### Requirement
Return each line of the records below that contains the string "collar". Letter case matters.

(Point annotation records)
[Begin]
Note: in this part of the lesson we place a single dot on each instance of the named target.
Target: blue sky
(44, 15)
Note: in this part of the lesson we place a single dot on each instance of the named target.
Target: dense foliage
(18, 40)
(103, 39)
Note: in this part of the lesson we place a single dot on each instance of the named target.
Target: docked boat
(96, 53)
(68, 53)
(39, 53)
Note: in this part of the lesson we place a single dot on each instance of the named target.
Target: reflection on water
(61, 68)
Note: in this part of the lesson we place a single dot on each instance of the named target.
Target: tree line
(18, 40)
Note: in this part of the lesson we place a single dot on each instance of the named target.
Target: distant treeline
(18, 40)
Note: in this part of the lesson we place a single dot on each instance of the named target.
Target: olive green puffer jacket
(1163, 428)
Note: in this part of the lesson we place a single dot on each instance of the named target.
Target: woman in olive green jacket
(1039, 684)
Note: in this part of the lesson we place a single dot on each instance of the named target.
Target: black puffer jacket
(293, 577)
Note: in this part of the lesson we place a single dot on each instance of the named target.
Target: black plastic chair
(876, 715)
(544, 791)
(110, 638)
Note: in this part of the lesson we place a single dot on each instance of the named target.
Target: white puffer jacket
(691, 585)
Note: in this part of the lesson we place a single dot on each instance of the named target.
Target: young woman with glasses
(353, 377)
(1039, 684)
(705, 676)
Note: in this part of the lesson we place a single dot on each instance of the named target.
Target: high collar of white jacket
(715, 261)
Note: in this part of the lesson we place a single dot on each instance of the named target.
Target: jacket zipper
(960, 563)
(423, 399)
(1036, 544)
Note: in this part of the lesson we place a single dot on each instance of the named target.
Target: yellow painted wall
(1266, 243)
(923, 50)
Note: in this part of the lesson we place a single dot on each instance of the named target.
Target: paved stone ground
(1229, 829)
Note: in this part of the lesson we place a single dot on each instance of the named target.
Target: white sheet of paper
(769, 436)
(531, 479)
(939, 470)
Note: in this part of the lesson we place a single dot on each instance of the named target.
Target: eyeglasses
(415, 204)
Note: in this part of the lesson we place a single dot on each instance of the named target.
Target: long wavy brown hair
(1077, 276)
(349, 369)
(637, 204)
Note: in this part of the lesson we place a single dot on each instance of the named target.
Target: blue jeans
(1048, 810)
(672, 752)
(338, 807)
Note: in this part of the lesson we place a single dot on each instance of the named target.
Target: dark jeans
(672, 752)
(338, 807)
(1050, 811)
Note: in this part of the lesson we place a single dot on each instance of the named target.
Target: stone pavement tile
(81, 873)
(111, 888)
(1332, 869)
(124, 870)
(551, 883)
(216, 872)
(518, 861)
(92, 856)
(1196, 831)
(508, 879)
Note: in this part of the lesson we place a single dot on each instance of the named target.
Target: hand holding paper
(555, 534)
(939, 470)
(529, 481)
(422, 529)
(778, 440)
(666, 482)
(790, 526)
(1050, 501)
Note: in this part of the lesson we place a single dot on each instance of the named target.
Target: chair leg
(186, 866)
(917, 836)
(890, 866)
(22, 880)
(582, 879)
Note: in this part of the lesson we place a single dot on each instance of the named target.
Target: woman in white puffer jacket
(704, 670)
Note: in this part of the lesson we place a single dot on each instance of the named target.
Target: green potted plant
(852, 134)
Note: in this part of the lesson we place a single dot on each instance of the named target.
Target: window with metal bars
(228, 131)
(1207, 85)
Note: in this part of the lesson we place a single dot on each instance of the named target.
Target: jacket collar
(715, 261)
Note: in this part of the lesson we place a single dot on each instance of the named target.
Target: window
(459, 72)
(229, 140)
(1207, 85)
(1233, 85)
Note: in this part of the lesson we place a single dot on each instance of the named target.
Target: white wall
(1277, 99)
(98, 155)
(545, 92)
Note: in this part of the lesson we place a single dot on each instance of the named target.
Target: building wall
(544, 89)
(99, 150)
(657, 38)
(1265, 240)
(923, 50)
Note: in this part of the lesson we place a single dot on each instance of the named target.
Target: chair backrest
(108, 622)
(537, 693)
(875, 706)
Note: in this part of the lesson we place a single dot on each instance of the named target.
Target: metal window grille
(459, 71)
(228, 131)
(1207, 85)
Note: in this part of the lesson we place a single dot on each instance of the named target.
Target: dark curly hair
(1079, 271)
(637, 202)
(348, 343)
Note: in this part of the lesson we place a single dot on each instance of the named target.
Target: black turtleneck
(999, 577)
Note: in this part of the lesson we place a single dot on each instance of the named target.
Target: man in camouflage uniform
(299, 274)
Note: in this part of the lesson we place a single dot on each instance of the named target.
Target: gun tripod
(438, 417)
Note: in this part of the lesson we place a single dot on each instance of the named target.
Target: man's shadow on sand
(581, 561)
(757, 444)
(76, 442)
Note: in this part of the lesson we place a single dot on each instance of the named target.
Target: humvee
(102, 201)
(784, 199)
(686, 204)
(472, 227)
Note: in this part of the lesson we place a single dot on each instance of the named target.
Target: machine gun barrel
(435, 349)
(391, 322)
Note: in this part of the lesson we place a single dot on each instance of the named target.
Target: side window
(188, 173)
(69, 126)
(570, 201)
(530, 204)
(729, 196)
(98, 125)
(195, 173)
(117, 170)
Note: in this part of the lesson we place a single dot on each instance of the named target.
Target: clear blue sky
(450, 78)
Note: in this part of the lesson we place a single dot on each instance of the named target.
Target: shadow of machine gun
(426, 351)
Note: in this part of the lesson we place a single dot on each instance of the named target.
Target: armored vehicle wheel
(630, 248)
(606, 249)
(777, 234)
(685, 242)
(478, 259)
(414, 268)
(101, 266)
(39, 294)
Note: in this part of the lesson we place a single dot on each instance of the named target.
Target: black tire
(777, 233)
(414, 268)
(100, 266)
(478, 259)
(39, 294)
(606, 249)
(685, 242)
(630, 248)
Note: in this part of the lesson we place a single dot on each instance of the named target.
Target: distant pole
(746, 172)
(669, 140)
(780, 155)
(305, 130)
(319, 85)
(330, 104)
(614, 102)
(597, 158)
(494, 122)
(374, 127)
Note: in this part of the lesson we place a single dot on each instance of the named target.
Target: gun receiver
[End]
### Output for this exercise
Target: high collar of white jacket
Target: jacket collar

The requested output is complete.